[EXERCISE MATERIAL]:
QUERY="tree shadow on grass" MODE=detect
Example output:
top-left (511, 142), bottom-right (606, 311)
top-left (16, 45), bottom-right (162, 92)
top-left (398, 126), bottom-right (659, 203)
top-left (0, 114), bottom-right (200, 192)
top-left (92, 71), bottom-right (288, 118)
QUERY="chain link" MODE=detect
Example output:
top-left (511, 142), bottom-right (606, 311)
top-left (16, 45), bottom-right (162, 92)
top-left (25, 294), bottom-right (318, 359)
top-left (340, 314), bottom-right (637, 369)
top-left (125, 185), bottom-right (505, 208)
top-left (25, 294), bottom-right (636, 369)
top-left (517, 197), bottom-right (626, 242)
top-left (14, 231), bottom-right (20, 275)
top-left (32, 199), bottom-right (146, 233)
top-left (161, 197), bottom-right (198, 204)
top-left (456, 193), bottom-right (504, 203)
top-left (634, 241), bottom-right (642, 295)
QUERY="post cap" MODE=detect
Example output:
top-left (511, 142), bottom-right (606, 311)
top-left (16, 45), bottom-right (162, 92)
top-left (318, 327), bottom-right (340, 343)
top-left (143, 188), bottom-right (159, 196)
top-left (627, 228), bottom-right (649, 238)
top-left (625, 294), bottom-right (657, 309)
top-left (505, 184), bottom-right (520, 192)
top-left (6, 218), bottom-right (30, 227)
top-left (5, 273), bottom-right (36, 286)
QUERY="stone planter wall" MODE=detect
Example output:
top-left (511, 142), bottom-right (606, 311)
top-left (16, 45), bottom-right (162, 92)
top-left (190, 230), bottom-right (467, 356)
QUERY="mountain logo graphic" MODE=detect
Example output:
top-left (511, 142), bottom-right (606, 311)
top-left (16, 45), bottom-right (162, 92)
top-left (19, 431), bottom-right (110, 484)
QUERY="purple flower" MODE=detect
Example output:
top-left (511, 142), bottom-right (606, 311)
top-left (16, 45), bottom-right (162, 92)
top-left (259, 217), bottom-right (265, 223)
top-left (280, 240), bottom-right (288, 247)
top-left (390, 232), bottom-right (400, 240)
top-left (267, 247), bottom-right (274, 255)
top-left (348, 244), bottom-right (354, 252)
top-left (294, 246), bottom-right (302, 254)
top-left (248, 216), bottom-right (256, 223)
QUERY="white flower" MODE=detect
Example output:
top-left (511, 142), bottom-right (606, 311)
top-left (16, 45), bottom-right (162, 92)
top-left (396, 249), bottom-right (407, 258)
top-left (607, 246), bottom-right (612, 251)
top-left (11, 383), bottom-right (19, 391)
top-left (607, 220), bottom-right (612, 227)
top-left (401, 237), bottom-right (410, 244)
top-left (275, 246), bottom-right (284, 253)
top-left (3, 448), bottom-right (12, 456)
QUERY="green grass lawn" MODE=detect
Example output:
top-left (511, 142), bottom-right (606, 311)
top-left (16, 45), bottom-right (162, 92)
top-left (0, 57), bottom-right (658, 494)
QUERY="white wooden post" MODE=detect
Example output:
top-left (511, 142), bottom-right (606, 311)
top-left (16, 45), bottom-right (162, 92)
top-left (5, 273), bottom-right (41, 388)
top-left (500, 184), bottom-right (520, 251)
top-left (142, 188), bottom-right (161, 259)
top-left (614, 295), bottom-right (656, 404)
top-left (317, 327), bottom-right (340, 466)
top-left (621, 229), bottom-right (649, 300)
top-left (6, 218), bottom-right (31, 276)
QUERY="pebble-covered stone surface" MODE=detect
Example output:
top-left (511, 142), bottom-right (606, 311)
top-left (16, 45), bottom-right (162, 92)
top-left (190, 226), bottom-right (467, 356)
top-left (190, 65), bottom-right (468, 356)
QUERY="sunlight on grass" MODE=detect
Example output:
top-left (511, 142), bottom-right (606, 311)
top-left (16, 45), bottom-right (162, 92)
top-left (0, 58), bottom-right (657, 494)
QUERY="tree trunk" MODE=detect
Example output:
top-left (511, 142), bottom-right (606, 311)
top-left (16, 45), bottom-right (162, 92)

[TASK ITEM]:
Which lines of the listing contain the string "white"? Copy every one of them.

[ANSWER TO THIS TASK]:
QUERY="white flower" MODE=detect
QUERY="white wooden post" MODE=detect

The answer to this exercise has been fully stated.